**GIVEN DATA:**
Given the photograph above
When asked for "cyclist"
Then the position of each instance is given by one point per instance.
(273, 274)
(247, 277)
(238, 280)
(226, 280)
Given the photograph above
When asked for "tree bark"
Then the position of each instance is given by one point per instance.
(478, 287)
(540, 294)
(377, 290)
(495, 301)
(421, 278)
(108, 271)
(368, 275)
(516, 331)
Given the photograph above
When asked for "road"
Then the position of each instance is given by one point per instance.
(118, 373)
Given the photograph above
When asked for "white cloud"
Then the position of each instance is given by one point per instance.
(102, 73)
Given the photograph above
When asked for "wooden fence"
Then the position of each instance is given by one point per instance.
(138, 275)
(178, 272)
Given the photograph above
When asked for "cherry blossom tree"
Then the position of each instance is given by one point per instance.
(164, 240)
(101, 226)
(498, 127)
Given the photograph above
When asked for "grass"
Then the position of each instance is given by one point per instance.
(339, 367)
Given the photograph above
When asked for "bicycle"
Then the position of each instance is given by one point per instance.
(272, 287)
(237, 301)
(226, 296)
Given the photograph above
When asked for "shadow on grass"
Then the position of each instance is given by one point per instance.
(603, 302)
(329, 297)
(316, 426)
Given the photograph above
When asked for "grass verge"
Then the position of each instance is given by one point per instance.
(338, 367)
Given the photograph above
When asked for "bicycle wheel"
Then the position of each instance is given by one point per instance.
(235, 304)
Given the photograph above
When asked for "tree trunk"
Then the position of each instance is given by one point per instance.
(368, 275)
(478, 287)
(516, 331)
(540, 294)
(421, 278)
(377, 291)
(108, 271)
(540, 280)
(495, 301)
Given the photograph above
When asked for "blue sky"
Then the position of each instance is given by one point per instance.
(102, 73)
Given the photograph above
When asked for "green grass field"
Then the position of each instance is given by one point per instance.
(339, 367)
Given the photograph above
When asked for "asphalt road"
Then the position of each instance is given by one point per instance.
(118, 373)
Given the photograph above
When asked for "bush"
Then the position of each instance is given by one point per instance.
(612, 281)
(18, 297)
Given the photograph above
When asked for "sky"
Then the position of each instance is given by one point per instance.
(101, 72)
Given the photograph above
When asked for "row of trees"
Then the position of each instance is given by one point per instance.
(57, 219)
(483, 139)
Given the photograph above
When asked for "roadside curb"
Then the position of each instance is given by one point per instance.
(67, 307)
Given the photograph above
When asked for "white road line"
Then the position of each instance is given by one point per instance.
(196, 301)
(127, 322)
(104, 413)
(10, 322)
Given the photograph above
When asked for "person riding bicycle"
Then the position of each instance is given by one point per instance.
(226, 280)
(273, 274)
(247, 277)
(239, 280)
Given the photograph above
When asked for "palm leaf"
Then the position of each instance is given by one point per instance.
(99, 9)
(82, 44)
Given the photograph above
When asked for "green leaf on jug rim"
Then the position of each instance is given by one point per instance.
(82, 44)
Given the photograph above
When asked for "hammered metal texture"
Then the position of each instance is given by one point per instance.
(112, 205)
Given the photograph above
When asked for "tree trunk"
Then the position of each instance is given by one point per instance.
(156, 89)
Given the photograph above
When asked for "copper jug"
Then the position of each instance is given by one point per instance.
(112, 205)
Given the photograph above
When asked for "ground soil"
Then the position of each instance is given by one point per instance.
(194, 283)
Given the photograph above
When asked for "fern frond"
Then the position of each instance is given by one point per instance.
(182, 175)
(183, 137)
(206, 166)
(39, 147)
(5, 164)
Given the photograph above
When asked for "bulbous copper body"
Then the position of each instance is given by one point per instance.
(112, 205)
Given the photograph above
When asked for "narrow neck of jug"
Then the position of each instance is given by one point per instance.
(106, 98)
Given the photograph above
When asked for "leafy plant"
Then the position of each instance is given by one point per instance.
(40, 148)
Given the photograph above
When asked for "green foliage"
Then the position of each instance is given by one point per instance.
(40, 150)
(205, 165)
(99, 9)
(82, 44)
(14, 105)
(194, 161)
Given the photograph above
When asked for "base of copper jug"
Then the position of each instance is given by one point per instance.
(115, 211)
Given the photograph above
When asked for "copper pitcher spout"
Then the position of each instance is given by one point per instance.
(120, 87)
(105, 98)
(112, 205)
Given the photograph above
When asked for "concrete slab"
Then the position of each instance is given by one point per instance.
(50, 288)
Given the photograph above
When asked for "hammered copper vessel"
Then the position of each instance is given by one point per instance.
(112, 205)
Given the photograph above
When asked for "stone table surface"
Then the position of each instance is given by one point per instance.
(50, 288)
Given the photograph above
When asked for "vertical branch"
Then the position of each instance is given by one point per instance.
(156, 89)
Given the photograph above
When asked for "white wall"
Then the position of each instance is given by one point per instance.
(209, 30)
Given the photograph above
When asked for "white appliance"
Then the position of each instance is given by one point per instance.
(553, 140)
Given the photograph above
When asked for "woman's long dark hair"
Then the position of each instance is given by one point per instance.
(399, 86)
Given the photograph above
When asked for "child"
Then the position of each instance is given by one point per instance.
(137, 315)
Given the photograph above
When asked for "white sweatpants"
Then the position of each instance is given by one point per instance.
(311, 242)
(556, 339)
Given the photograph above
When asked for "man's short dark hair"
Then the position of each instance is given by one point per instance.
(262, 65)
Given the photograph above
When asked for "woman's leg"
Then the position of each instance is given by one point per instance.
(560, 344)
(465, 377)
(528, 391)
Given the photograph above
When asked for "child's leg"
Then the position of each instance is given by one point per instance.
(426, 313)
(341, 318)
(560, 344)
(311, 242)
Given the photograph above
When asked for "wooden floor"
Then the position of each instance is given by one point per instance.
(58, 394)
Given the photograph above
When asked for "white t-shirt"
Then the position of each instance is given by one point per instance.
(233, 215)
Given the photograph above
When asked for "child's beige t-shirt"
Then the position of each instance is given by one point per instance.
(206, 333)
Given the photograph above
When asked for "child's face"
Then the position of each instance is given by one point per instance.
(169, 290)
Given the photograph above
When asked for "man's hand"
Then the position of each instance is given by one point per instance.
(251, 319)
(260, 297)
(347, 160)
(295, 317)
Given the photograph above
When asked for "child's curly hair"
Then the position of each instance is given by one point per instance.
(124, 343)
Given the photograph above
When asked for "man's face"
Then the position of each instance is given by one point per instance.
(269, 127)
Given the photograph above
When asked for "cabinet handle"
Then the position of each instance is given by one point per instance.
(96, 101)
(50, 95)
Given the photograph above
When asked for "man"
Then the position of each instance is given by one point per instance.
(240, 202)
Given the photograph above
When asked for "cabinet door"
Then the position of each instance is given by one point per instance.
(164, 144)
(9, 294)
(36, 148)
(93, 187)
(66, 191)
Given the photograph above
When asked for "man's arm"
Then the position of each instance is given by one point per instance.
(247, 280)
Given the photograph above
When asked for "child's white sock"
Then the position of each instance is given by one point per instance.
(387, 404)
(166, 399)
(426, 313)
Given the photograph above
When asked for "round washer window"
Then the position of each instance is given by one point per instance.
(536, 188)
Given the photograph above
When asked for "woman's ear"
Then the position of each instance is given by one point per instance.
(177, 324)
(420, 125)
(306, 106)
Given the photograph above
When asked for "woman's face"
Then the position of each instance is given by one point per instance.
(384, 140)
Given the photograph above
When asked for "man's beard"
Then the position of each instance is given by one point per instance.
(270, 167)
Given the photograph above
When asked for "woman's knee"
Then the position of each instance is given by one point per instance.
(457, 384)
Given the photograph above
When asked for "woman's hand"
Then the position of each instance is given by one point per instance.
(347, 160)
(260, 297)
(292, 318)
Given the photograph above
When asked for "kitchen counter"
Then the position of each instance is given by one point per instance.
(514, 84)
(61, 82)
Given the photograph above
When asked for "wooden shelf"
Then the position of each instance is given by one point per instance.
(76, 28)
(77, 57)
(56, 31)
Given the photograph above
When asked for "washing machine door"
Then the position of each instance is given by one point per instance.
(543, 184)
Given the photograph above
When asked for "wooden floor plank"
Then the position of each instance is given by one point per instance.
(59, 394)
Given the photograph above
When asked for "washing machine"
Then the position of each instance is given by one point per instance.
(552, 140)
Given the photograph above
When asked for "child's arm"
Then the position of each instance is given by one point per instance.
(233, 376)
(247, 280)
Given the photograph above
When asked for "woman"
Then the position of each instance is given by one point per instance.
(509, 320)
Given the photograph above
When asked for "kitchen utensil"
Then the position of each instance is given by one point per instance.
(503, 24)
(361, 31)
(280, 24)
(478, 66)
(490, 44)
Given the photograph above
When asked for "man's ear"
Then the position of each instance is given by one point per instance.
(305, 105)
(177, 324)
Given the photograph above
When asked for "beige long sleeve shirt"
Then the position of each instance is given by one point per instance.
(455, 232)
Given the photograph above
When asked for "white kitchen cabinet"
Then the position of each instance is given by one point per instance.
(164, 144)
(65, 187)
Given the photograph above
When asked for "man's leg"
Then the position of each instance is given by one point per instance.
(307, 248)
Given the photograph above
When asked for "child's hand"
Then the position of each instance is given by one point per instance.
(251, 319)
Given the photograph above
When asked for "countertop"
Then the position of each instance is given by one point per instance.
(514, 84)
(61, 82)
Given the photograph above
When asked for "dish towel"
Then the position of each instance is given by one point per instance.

**STATED EXERCISE:** Please extract every line above that contains the word "green", copying each one in full.

**EXERCISE ANSWER:**
When asked for "green grass field"
When asked for "green leaf on jug rim"
When asked for "green foliage"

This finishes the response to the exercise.